* GIVEN PROBLEM *
Copy out the listing exactly.

───── DATA PROVIDED

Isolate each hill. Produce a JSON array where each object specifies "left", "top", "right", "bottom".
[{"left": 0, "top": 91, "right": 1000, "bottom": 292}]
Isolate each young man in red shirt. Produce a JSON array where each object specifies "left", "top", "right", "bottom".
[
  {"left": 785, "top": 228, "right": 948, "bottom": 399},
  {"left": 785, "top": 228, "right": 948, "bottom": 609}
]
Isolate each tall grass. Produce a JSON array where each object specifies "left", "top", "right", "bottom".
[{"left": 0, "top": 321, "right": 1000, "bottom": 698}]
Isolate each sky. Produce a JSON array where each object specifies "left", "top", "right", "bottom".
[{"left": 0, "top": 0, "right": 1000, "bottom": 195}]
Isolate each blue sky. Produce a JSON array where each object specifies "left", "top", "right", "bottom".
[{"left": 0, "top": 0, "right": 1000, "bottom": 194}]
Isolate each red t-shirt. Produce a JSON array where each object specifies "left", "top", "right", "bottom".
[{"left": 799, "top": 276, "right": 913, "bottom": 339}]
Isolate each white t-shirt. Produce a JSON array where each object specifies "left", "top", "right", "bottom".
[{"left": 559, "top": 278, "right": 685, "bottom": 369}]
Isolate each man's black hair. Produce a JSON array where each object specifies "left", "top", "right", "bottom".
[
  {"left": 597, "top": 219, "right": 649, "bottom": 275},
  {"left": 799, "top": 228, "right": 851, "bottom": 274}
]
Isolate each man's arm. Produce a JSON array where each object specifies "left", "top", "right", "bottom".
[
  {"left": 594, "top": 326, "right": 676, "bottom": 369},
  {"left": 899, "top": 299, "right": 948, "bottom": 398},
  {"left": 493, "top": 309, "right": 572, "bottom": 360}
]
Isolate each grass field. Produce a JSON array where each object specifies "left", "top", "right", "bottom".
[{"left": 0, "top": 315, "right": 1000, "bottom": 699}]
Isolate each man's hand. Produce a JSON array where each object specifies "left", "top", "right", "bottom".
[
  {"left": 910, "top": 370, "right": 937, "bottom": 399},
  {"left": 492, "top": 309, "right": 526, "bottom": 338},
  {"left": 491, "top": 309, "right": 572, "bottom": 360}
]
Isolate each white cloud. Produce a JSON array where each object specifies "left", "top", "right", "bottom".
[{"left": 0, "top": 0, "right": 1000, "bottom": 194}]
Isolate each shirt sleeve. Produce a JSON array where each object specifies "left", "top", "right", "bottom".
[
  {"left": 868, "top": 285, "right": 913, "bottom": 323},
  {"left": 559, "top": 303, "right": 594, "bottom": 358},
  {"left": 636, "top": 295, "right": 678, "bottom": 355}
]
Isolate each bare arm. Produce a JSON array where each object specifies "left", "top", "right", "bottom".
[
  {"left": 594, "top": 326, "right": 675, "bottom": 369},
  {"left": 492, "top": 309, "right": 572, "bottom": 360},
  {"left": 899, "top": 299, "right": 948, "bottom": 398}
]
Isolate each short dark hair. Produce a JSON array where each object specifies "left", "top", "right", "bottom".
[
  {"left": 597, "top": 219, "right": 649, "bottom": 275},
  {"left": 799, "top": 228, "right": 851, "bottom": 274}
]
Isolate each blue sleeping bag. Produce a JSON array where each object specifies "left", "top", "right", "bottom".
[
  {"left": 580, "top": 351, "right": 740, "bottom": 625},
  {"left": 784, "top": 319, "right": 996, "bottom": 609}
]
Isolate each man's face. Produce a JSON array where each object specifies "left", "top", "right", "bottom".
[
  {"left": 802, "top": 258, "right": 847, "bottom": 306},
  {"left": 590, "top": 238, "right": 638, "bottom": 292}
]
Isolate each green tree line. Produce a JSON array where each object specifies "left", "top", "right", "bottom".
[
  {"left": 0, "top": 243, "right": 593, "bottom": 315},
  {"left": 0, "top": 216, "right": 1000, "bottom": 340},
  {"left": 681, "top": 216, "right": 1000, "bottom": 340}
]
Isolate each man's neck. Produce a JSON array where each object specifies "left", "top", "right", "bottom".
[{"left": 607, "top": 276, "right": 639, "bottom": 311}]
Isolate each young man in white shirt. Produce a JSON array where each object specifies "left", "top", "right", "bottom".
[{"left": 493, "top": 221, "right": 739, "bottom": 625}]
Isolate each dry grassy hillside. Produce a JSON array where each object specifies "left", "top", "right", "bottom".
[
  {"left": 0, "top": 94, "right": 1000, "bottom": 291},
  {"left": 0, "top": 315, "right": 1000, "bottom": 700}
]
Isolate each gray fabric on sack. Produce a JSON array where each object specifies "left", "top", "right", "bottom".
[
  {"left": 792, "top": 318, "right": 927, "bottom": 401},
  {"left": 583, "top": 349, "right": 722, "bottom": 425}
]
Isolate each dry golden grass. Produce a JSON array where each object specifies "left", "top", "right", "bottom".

──────────

* SOLUTION FOR THIS EXERCISE *
Isolate each hill. Produce a JSON array where each object specifies "left", "top", "right", "bottom".
[{"left": 0, "top": 91, "right": 1000, "bottom": 292}]
Isolate each young man in red shirt. Produce a JSON array where each object specifies "left", "top", "right", "bottom".
[
  {"left": 785, "top": 228, "right": 948, "bottom": 399},
  {"left": 785, "top": 228, "right": 948, "bottom": 609}
]
Isolate each tall grass. Produce a JSON array where each object specifies "left", "top", "right", "bottom".
[{"left": 0, "top": 321, "right": 1000, "bottom": 698}]
Isolate each sky. Produce a JSON array where each object specifies "left", "top", "right", "bottom".
[{"left": 0, "top": 0, "right": 1000, "bottom": 195}]
Isolate each blue sky. Produce a JSON array where each object specifies "left", "top", "right", "bottom".
[{"left": 0, "top": 0, "right": 1000, "bottom": 194}]
Isolate each red t-shirt. Produce a JSON array where each object specifies "left", "top", "right", "bottom".
[{"left": 799, "top": 276, "right": 913, "bottom": 339}]
Isolate each white t-shirt. Produce a JSON array where each object specifies "left", "top", "right", "bottom".
[{"left": 559, "top": 278, "right": 685, "bottom": 369}]
Isolate each man's black hair. Produce a JSON array where each object specifies "left", "top", "right", "bottom".
[
  {"left": 597, "top": 219, "right": 649, "bottom": 275},
  {"left": 799, "top": 228, "right": 851, "bottom": 274}
]
Isolate each man's arm. Produce a JSON array where each object specifies "left", "top", "right", "bottom".
[
  {"left": 594, "top": 326, "right": 676, "bottom": 369},
  {"left": 899, "top": 299, "right": 948, "bottom": 398},
  {"left": 493, "top": 309, "right": 572, "bottom": 360}
]
Isolate each grass field. Produce a JSON array where each object specifies "left", "top", "right", "bottom".
[{"left": 0, "top": 315, "right": 1000, "bottom": 699}]
Isolate each man's hand. Produce a JSON array where each object specifies "left", "top", "right", "bottom".
[
  {"left": 910, "top": 370, "right": 937, "bottom": 399},
  {"left": 492, "top": 309, "right": 526, "bottom": 338},
  {"left": 491, "top": 309, "right": 572, "bottom": 360}
]
Isolate each white cloud. Produce a JSON array where each object specifies "left", "top", "right", "bottom".
[{"left": 0, "top": 0, "right": 1000, "bottom": 194}]
Isolate each shirt sleeve. Produce a JSON array where each object specifies "left", "top", "right", "bottom".
[
  {"left": 868, "top": 285, "right": 913, "bottom": 323},
  {"left": 559, "top": 303, "right": 594, "bottom": 358},
  {"left": 636, "top": 295, "right": 678, "bottom": 355}
]
Isolate each bare arm. Produce a JSON array where each object specifies "left", "top", "right", "bottom".
[
  {"left": 594, "top": 326, "right": 675, "bottom": 369},
  {"left": 492, "top": 309, "right": 572, "bottom": 360},
  {"left": 899, "top": 299, "right": 948, "bottom": 398}
]
Isolate each short dark hair. Produce a JSON array where each object specifies "left", "top", "right", "bottom".
[
  {"left": 597, "top": 219, "right": 649, "bottom": 275},
  {"left": 799, "top": 228, "right": 851, "bottom": 274}
]
Isolate each blue sleeping bag. Produce a JSON array where each object specifies "left", "top", "right", "bottom".
[
  {"left": 580, "top": 351, "right": 740, "bottom": 625},
  {"left": 784, "top": 319, "right": 996, "bottom": 609}
]
Isolate each man's face. Produce a JSON array where each object specifies "left", "top", "right", "bottom".
[
  {"left": 802, "top": 258, "right": 847, "bottom": 306},
  {"left": 590, "top": 238, "right": 638, "bottom": 292}
]
Isolate each green tree line. Produce a JSON array where each object specifies "left", "top", "right", "bottom".
[
  {"left": 0, "top": 243, "right": 593, "bottom": 315},
  {"left": 0, "top": 216, "right": 1000, "bottom": 340},
  {"left": 681, "top": 216, "right": 1000, "bottom": 340}
]
Isolate each man's neck. Produce a JSON array where each object specifies "left", "top", "right", "bottom".
[{"left": 607, "top": 276, "right": 639, "bottom": 311}]
Isolate each young man in white shirt. Produce a JSON array where each object specifies "left", "top", "right", "bottom".
[{"left": 493, "top": 221, "right": 739, "bottom": 625}]
Isolate each dry grassy hillside. Produce a JSON array where each object specifies "left", "top", "right", "bottom".
[
  {"left": 0, "top": 94, "right": 1000, "bottom": 291},
  {"left": 0, "top": 315, "right": 1000, "bottom": 700}
]
Isolate each gray fabric on sack. Produce a JSON array where each object specifies "left", "top", "right", "bottom".
[
  {"left": 792, "top": 318, "right": 927, "bottom": 401},
  {"left": 583, "top": 349, "right": 722, "bottom": 425}
]
Isolate each dry golden grass. Produce a JSON array where each object specifies "left", "top", "right", "bottom".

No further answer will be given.